-- Extracted records follows --

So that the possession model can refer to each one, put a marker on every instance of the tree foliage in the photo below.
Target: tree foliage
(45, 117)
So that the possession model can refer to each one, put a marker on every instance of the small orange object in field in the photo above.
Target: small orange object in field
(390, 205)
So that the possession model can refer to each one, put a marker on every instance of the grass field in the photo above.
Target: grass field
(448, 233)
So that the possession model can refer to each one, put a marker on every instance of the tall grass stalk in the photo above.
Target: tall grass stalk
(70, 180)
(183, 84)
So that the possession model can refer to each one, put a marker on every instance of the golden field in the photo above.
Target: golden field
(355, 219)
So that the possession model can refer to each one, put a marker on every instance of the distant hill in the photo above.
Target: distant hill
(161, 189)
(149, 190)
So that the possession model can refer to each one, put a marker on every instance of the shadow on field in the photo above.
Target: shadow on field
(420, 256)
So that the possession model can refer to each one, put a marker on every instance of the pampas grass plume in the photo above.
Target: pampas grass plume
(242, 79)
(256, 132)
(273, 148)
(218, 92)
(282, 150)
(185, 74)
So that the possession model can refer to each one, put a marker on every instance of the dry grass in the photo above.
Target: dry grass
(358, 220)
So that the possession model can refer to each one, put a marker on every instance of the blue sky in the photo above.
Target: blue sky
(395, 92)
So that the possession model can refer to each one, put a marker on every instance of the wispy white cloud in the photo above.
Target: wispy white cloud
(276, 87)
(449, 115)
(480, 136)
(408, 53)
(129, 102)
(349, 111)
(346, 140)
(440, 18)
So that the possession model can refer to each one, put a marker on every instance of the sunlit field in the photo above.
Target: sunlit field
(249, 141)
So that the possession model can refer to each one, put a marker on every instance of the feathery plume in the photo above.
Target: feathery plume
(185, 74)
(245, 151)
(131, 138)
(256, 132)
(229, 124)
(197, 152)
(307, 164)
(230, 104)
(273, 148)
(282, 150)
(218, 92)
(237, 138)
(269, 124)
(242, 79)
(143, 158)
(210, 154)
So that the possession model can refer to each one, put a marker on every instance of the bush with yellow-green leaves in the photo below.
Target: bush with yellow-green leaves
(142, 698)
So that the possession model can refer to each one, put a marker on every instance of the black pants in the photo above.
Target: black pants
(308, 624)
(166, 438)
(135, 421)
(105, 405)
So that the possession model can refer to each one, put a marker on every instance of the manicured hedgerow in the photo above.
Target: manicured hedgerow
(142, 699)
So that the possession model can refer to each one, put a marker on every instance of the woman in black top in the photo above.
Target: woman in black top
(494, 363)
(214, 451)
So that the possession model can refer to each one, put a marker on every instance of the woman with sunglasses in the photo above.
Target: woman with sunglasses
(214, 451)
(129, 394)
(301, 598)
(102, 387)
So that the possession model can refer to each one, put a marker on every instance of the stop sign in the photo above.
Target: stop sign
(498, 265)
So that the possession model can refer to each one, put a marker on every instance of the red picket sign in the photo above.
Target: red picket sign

-- Extracted records concluded --

- _Task to carry out_
A single number is the whole answer: how many lines in the data above hold the string "below".

- _Answer space_
2